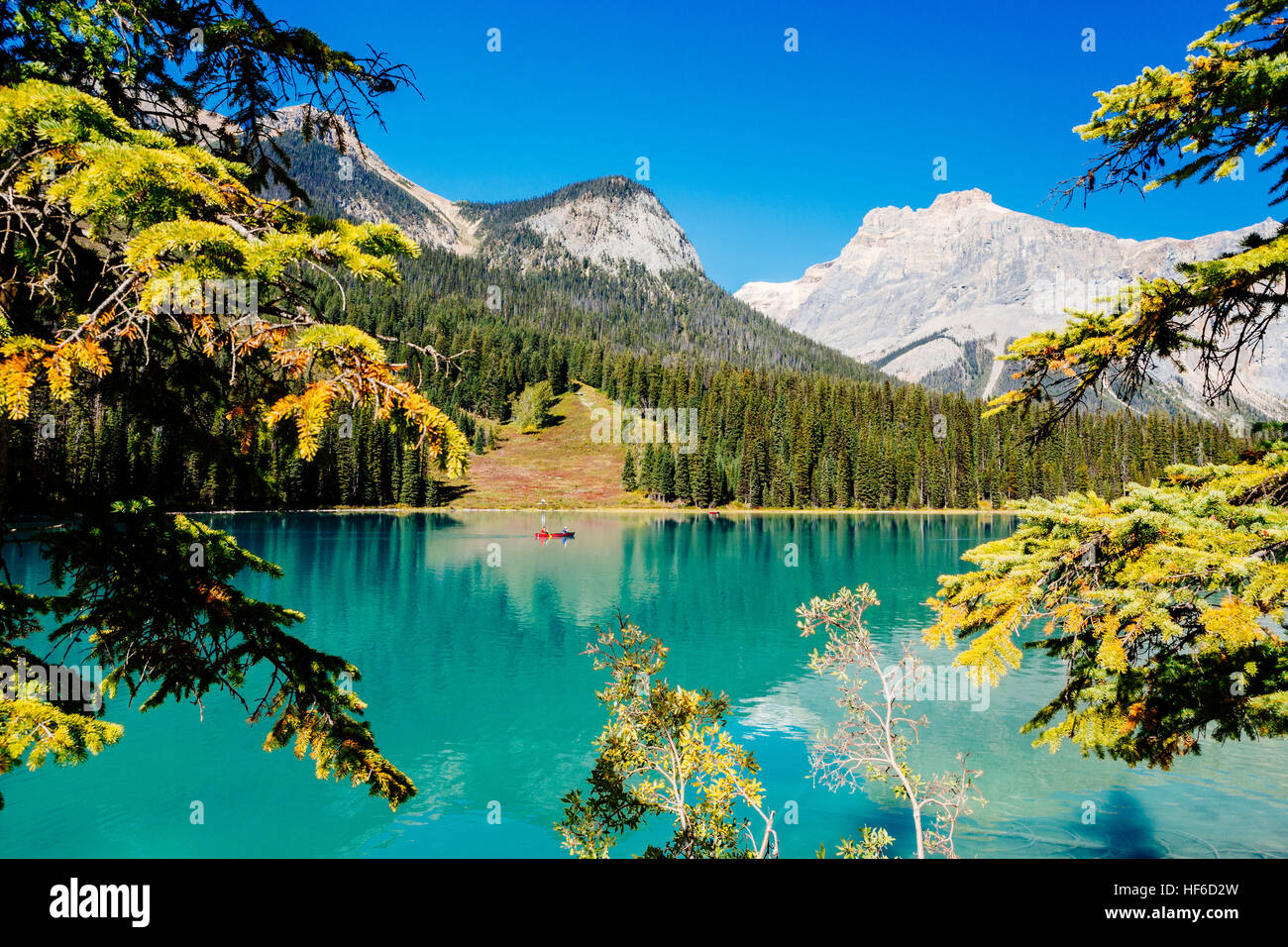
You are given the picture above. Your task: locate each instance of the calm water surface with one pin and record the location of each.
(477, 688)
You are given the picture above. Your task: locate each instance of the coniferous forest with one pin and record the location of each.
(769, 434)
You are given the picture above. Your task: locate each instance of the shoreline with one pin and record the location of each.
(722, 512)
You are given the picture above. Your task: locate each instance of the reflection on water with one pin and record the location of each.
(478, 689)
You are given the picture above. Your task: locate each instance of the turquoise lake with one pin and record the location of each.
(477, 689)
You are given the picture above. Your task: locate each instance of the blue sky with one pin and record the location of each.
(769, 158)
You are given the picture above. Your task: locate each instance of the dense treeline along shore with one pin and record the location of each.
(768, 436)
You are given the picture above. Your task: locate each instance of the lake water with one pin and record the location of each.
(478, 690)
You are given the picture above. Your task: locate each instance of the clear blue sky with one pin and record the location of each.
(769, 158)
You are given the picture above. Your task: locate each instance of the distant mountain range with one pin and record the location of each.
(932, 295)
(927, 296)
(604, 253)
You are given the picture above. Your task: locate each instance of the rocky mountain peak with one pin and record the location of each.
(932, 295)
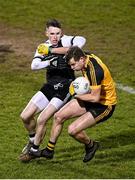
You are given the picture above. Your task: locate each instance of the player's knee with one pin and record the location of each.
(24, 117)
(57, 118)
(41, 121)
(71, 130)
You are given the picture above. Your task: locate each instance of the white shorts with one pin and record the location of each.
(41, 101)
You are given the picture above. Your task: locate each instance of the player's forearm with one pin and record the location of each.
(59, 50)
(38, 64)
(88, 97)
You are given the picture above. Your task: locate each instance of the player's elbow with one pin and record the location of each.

▶ [Your task]:
Copy out every row above word for word, leaving out the pictures.

▶ [Answer to the exercise]:
You are given the picture above. Your task: locate each instance of the calm water surface with one pin and record the location of each.
(477, 688)
You are given the picture above. Your task: locate each instance of the coniferous forest with one pin and record the location of each.
(769, 434)
You are given the picture above. Your task: locate each instance of the shoreline with one pin and record the location of each.
(722, 512)
You are given the picture above. Your task: locate each instance of the reflection on water with one pin and record the location of each.
(478, 689)
You are given the picture above. Your task: locate each instance of the turquoise lake with one pin and record the location of each.
(477, 689)
You are given the picture above. Your task: locate each instance of the blue sky with one pin and record the location of each.
(769, 158)
You are given the picture above. Your task: locate each instance of the dense treeline along shore with one pin and record the location of each.
(768, 436)
You are given the picture above. Your task: locate each instance of the lake water with one pin and record the location of each.
(478, 690)
You are given the picture above. Your task: locate each instance of the clear blue sky with one pin and record the location of each.
(769, 158)
You are given the picture above. Your task: locate each instance of the distant mountain range with one pin and record the location of each.
(932, 295)
(927, 296)
(604, 253)
You are given the picture above. Your task: locate each instance of the rocky mountain peak with one pin and record the location of each.
(932, 295)
You are given the picture above. Your task: locate each instance of the player's knee with one pin and record the location of each.
(24, 117)
(57, 118)
(41, 121)
(71, 130)
You are given the picture above. Your task: locate each instance of the white shorts with one pin and record the location of each.
(41, 101)
You are given the picture above. Your task: locate each instance of the player's forearm with one pin and record the location of each.
(59, 50)
(38, 64)
(88, 97)
You are given the picture above. Your task: locate each instance of the player's elbow with one pin and record the location of each.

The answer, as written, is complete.